*** Opening of ENTRIES SUPPLIED ***
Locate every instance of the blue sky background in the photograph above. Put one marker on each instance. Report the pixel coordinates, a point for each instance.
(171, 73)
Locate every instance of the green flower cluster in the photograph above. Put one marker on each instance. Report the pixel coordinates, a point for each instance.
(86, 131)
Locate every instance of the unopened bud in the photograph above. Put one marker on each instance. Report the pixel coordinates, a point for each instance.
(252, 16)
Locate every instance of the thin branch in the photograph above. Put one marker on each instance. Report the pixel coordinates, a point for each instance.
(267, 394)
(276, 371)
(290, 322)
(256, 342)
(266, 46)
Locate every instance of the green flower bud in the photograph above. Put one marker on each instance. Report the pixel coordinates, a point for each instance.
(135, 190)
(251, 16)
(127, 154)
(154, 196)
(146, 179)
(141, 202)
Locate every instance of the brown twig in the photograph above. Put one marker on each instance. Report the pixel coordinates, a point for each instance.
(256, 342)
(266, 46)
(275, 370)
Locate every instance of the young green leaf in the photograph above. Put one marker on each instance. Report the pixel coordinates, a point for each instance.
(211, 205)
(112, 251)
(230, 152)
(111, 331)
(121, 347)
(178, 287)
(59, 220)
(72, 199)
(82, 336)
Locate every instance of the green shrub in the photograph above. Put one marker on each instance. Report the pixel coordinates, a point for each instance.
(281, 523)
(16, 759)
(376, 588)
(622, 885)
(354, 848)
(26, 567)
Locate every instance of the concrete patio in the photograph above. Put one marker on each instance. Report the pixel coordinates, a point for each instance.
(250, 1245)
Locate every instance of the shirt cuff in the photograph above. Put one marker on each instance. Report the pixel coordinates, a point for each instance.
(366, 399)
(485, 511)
*** Close of ENTRIES SUPPLIED ***
=== TASK TO CARRY OUT ===
Output the line containing "Locate every instance of the young" and each line after it through the close of the entries, unchanged and with no other lines.

=== EXERCISE RESULT ===
Locate every instance of the young green leaf in the photograph above. Put one marker on each instance. Report the pixel coordinates, a point for each instance.
(211, 205)
(112, 251)
(230, 152)
(111, 331)
(121, 347)
(178, 287)
(59, 220)
(72, 199)
(82, 336)
Locate every instance of the green shrub in the photograph above. Put one marker on each instance. Report the pixel coordinates, a point for each instance.
(281, 523)
(16, 759)
(376, 588)
(622, 885)
(354, 848)
(26, 567)
Locate every instance of the concrete patio in the photograph above. Put one marker on each instance. Report the pixel coordinates, a point for each instance.
(250, 1245)
Locate every instance of the shirt cuff in the photograph above. Put one marker on each instance. Report the pixel coordinates, a point for each instance.
(366, 399)
(485, 511)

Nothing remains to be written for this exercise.